Task: What is needed is every line from the one holding "For every instance of the beige tank" to the last line of the data below, printed exactly and without pictures.

** Opening Provided data block **

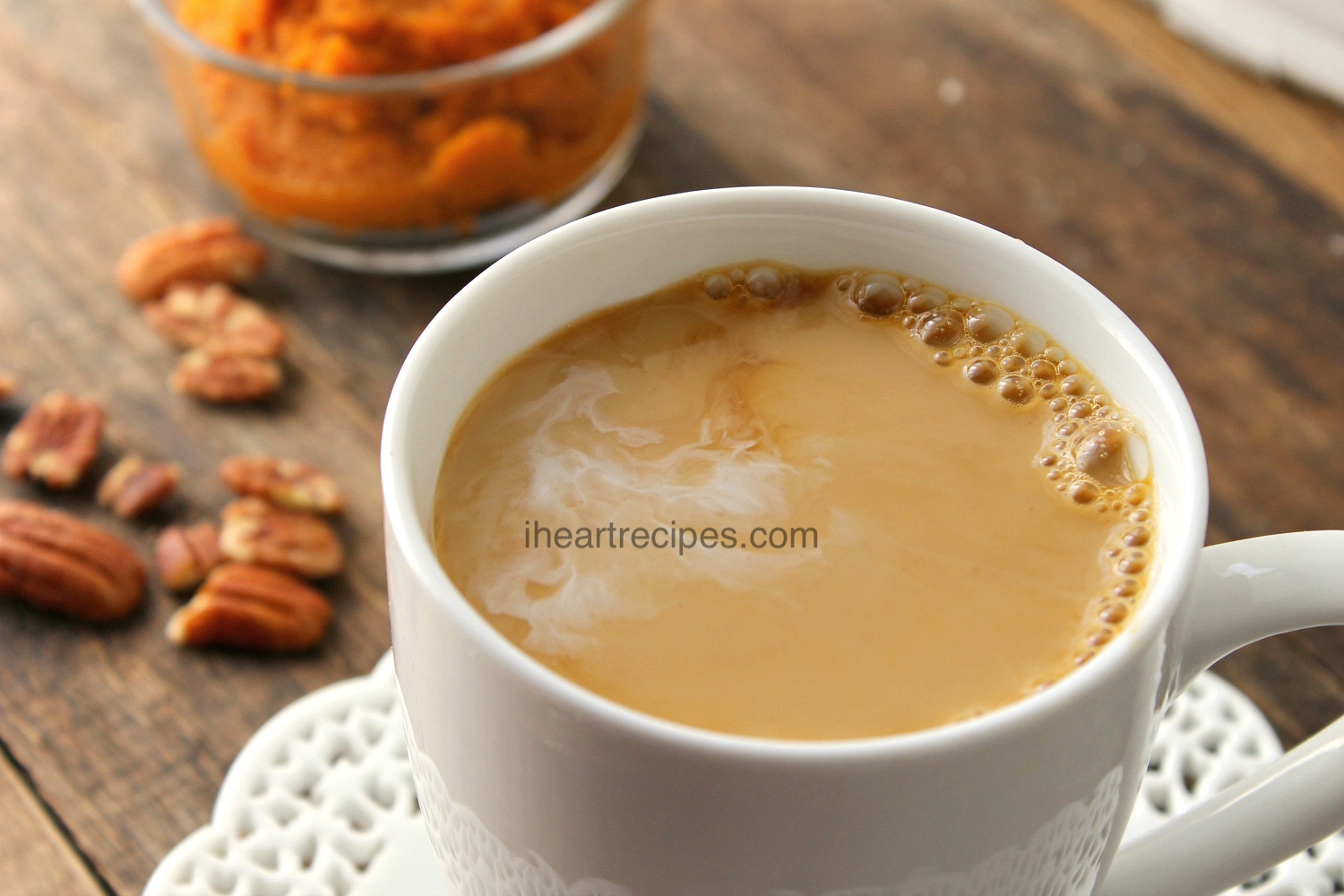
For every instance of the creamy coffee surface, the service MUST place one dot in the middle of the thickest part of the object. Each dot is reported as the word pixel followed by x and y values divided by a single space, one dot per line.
pixel 801 505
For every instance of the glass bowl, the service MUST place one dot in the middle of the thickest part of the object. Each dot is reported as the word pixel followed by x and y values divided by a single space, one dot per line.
pixel 425 171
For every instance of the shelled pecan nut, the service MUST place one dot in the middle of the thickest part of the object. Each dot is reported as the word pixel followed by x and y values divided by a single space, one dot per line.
pixel 59 563
pixel 250 607
pixel 255 530
pixel 56 443
pixel 289 484
pixel 223 376
pixel 195 314
pixel 134 487
pixel 185 555
pixel 211 250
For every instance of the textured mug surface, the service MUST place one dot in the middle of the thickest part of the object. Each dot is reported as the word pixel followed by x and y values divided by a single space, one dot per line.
pixel 532 785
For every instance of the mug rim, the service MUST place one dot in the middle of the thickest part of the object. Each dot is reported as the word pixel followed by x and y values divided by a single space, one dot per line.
pixel 1182 536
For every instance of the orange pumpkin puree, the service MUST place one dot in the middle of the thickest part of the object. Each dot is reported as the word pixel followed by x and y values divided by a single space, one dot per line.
pixel 398 160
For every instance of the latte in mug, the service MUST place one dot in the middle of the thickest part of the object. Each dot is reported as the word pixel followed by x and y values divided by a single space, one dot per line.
pixel 800 504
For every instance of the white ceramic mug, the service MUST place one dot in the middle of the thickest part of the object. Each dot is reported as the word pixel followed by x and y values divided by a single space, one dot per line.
pixel 532 785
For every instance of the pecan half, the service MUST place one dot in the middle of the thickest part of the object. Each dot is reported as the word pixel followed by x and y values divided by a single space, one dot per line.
pixel 59 563
pixel 134 487
pixel 211 250
pixel 225 376
pixel 56 443
pixel 252 608
pixel 195 314
pixel 290 484
pixel 185 555
pixel 290 540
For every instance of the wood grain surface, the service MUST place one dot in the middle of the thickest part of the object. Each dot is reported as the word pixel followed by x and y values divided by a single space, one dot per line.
pixel 1038 118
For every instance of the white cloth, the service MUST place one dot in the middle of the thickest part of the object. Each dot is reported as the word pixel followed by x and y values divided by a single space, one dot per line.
pixel 1300 40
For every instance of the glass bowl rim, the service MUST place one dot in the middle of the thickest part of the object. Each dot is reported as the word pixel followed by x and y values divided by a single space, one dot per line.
pixel 542 48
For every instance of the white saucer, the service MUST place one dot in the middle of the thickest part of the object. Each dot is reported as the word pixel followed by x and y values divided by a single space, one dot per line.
pixel 320 802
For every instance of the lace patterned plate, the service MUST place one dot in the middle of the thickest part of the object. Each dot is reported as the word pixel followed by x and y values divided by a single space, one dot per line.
pixel 322 802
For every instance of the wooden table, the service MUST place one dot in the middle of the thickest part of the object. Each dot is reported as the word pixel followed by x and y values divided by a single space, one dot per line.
pixel 1207 204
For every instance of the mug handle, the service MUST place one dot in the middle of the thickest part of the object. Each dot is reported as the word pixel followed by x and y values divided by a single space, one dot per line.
pixel 1245 591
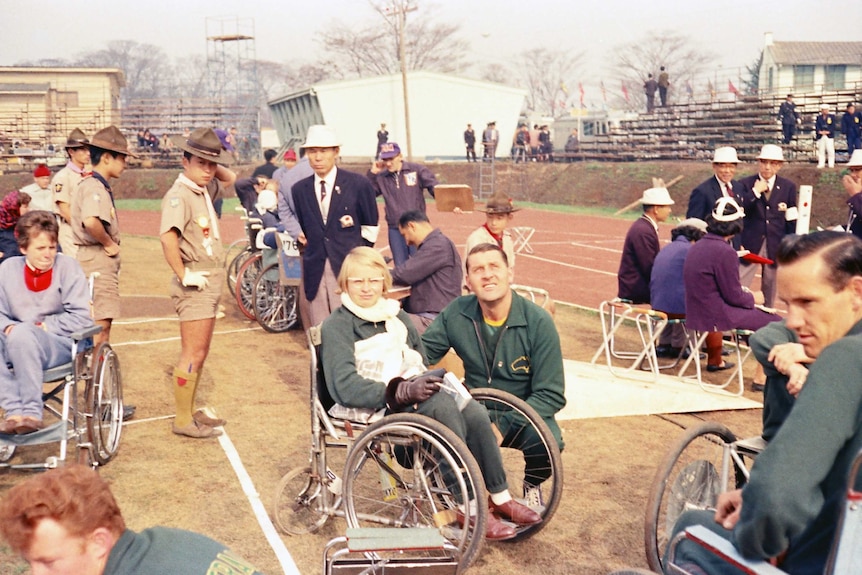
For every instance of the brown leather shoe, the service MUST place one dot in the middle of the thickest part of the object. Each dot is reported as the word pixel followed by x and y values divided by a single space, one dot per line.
pixel 206 416
pixel 495 530
pixel 29 425
pixel 517 513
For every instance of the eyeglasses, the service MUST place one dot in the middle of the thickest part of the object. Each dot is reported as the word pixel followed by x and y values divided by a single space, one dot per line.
pixel 363 282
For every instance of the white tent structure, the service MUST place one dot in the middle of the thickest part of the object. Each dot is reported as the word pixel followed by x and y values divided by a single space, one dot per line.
pixel 440 105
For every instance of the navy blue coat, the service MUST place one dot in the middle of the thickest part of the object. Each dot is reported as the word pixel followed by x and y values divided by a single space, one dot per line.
pixel 353 199
pixel 765 220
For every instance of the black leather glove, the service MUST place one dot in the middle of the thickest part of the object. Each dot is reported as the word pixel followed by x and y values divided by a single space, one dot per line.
pixel 404 392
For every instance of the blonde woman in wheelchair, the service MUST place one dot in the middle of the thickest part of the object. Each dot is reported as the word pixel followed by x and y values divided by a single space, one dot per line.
pixel 44 298
pixel 373 360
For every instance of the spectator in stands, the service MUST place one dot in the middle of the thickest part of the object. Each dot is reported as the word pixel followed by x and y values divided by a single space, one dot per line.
pixel 853 185
pixel 715 301
pixel 703 197
pixel 769 202
pixel 14 205
pixel 789 117
pixel 650 87
pixel 41 195
pixel 851 128
pixel 499 211
pixel 788 511
pixel 64 183
pixel 402 185
pixel 66 520
pixel 573 145
pixel 433 273
pixel 667 290
pixel 267 169
pixel 642 246
pixel 824 133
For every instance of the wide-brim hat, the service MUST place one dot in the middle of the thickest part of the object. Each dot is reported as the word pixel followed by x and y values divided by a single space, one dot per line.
pixel 657 197
pixel 320 136
pixel 725 155
pixel 499 205
pixel 771 152
pixel 727 210
pixel 111 139
pixel 77 139
pixel 205 144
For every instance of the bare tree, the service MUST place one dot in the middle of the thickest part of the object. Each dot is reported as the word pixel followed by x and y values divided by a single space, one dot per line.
pixel 632 63
pixel 374 49
pixel 546 74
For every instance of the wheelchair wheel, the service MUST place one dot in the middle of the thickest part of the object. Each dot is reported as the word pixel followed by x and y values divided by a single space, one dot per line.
pixel 274 304
pixel 298 507
pixel 689 477
pixel 245 279
pixel 104 401
pixel 408 470
pixel 527 431
pixel 234 263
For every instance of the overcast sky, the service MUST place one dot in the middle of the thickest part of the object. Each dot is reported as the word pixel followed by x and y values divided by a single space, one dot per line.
pixel 497 29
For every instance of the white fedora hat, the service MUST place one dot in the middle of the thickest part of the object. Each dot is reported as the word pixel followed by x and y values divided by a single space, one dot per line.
pixel 320 136
pixel 771 152
pixel 656 197
pixel 725 155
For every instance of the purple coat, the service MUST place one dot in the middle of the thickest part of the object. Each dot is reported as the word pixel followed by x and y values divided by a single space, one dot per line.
pixel 639 252
pixel 714 299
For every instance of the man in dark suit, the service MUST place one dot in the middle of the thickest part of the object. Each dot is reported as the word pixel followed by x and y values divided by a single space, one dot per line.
pixel 337 212
pixel 704 196
pixel 769 202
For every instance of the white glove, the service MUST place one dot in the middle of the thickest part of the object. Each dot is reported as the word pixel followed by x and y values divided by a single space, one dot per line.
pixel 195 279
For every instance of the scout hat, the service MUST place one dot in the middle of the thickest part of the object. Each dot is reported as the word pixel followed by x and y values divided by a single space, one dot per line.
pixel 725 155
pixel 77 139
pixel 727 210
pixel 320 136
pixel 203 143
pixel 771 152
pixel 499 205
pixel 389 151
pixel 111 139
pixel 656 197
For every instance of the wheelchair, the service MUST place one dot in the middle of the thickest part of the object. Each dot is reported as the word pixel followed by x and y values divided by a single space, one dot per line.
pixel 407 471
pixel 844 558
pixel 83 407
pixel 705 461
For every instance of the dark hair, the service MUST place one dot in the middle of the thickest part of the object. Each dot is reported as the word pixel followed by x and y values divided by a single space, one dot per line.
pixel 31 224
pixel 718 228
pixel 480 248
pixel 690 232
pixel 841 252
pixel 412 216
pixel 96 154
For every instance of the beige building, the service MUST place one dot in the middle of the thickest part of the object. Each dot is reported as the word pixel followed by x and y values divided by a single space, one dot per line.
pixel 40 106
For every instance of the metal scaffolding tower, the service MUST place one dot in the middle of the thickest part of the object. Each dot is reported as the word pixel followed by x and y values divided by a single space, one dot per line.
pixel 232 78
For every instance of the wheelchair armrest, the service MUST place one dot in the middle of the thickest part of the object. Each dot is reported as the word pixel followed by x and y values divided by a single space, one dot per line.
pixel 724 549
pixel 86 332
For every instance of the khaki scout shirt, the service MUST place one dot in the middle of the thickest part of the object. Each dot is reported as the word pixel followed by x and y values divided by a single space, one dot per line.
pixel 92 199
pixel 185 210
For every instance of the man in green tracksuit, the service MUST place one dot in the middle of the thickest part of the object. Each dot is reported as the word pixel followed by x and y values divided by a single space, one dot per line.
pixel 508 343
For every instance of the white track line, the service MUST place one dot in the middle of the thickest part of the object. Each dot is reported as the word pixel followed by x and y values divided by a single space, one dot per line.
pixel 287 564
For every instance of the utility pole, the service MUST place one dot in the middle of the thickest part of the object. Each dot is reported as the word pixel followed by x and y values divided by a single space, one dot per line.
pixel 400 8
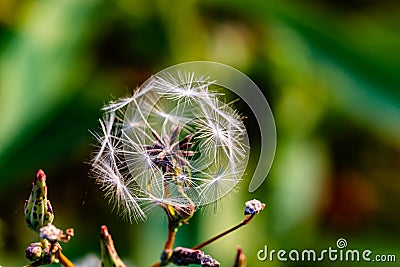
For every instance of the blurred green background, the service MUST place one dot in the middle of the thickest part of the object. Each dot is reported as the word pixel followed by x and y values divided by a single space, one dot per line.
pixel 329 69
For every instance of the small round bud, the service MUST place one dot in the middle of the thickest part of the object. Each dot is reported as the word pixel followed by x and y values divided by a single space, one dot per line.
pixel 34 251
pixel 253 207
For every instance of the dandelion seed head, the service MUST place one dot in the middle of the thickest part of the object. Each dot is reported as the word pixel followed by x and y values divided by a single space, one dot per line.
pixel 174 142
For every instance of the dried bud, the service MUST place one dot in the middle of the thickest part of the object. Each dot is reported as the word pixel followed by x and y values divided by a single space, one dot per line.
pixel 34 251
pixel 52 233
pixel 38 211
pixel 253 207
pixel 185 256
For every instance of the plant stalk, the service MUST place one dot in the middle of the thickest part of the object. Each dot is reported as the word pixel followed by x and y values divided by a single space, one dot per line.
pixel 244 222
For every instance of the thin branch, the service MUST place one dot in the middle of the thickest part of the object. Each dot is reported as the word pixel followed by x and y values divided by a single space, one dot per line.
pixel 244 222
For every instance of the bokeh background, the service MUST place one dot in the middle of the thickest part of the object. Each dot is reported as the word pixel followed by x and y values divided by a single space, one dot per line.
pixel 329 69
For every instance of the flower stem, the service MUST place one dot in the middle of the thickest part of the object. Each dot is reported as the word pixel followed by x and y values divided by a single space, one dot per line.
pixel 244 222
pixel 64 260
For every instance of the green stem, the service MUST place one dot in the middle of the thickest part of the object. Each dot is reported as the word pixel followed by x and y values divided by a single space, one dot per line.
pixel 244 222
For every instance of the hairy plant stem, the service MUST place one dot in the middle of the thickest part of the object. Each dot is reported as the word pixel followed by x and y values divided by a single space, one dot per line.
pixel 209 241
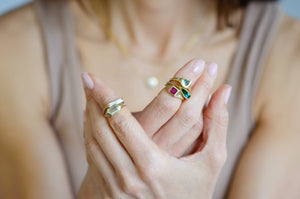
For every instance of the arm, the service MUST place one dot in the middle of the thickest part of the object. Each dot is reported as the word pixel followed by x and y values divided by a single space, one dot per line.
pixel 269 166
pixel 31 161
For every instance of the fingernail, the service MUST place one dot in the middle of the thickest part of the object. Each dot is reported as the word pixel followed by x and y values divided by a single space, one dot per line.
pixel 227 95
pixel 208 100
pixel 212 69
pixel 84 117
pixel 87 81
pixel 198 66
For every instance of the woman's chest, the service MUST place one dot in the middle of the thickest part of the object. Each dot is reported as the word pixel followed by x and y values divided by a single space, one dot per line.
pixel 129 77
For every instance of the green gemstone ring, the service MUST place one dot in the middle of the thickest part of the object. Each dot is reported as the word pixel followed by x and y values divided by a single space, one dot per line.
pixel 178 91
pixel 114 107
pixel 185 83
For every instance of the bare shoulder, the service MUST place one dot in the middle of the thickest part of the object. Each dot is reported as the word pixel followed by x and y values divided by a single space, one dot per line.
pixel 23 79
pixel 279 93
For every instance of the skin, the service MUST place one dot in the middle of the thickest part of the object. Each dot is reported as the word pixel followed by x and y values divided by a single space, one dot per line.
pixel 273 144
pixel 140 167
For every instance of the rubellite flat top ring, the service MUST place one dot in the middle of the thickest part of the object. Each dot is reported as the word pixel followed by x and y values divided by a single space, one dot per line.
pixel 177 91
pixel 185 83
pixel 114 107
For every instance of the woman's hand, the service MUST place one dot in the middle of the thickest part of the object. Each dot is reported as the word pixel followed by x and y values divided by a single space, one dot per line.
pixel 133 166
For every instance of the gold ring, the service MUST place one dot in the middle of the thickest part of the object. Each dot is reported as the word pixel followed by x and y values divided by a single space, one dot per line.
pixel 185 83
pixel 114 107
pixel 177 91
pixel 174 90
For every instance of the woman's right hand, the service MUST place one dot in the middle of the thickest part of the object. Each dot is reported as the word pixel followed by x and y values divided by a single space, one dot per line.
pixel 213 119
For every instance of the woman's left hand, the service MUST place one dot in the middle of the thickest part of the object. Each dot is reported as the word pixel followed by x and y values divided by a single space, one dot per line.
pixel 132 166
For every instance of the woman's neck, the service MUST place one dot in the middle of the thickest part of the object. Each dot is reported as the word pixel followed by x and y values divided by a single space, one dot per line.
pixel 156 28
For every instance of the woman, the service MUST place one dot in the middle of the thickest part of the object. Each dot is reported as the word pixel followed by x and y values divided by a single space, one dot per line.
pixel 41 122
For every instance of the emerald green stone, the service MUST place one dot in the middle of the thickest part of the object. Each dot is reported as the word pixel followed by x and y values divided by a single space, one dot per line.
pixel 185 93
pixel 185 82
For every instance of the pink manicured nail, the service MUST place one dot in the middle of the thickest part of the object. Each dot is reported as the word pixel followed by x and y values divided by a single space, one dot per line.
pixel 84 117
pixel 227 95
pixel 208 100
pixel 212 69
pixel 198 65
pixel 87 81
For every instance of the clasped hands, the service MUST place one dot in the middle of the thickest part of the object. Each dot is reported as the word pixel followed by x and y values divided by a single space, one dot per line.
pixel 172 149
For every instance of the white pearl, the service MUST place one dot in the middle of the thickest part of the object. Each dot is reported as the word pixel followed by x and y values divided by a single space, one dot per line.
pixel 152 82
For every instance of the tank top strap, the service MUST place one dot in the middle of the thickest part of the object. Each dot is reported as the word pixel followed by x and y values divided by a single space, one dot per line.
pixel 65 83
pixel 62 60
pixel 259 27
pixel 260 24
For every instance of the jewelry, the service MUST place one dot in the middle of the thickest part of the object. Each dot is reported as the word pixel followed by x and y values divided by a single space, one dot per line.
pixel 185 83
pixel 114 107
pixel 174 90
pixel 150 81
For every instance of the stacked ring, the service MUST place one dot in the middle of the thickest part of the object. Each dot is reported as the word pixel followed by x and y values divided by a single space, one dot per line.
pixel 181 91
pixel 185 83
pixel 114 107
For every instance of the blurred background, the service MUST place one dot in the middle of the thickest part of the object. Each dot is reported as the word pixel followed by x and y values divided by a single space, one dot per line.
pixel 292 7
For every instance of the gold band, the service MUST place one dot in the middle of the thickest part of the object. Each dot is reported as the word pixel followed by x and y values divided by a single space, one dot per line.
pixel 114 107
pixel 185 83
pixel 174 90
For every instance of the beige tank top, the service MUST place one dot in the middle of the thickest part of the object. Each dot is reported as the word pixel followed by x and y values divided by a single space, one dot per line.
pixel 260 24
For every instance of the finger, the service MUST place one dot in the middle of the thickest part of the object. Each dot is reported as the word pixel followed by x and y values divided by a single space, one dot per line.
pixel 215 118
pixel 108 142
pixel 164 106
pixel 181 146
pixel 126 128
pixel 102 173
pixel 98 180
pixel 189 113
pixel 103 166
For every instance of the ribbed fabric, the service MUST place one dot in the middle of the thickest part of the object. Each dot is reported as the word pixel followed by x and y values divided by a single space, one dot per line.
pixel 259 27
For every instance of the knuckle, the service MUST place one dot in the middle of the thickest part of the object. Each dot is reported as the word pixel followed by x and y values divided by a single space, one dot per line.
pixel 198 127
pixel 205 84
pixel 121 125
pixel 152 172
pixel 219 158
pixel 131 187
pixel 222 119
pixel 219 118
pixel 188 117
pixel 166 106
pixel 90 144
pixel 99 133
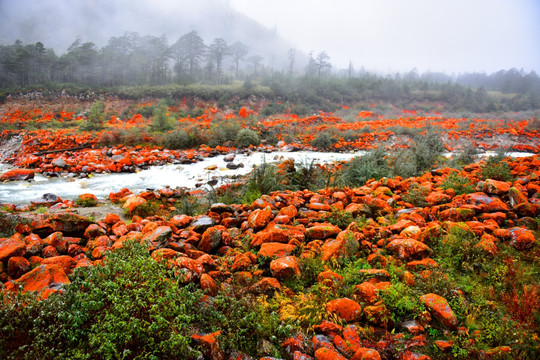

** Closing Provided data block **

Answer for the task:
For every instance of the beige tank top, the service MUST place one dot in the middle of the thickest part of the object. Each dot is reported as the word pixel followed by x and y values divided by a single space, one dot per line.
pixel 260 24
For every instance of the finger, the service MUST place one dot in the middle of the thickest part of the object. Each dot is reported as the word pixel followed by x and y values divided by a single space, one dot per line.
pixel 215 118
pixel 108 142
pixel 164 106
pixel 181 146
pixel 126 128
pixel 102 173
pixel 98 180
pixel 189 113
pixel 103 166
For every instance of the ribbed fabric, the service MUST place one dot in the middle of the thickest part of the object. Each dot is reported as the word pixel followed by x and y values divided by a single space, one dot per line.
pixel 259 27
For every instance of the knuckle, the service MUST place one dot in the middle of the thickest part of the object. Each dot is reported as the word pixel followed by x and y values divided by a single space, one dot per line.
pixel 198 127
pixel 205 84
pixel 121 125
pixel 152 172
pixel 219 158
pixel 131 187
pixel 222 119
pixel 219 118
pixel 188 117
pixel 166 106
pixel 90 144
pixel 99 133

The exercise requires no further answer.